**EXERCISE BRIEF**
Render each line of the listing below as one string in a JSON list, skipping any blank lines.

Dataset rows:
※ ※ ※
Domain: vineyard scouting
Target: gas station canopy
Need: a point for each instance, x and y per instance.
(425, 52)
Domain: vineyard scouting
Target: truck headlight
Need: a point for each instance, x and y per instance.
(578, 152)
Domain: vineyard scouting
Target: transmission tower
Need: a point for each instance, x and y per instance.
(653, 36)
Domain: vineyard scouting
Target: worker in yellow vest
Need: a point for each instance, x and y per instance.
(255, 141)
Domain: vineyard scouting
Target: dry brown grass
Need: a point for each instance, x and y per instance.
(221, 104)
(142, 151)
※ ※ ※
**EXPECTED ANSWER**
[
  "Domain: vineyard scouting",
  "Target: gas station canopy",
  "Need: a point for each instance, x and y per instance.",
  "(425, 52)",
  "Domain: vineyard scouting",
  "Target: truck headlight",
  "Need: a point for each instance, x and y per instance.",
  "(578, 152)",
  "Domain: vineyard scouting",
  "Target: transmission tower",
  "Need: a point for each instance, x and y per instance.",
  "(653, 36)",
  "Domain: vineyard scouting",
  "Target: worker in yellow vest",
  "Need: a point for each instance, x and y per instance.",
  "(255, 141)",
  "Domain: vineyard scouting",
  "Target: dry brown grass",
  "Need: a point for each instance, x and y per instance.",
  "(221, 104)",
  "(142, 151)"
]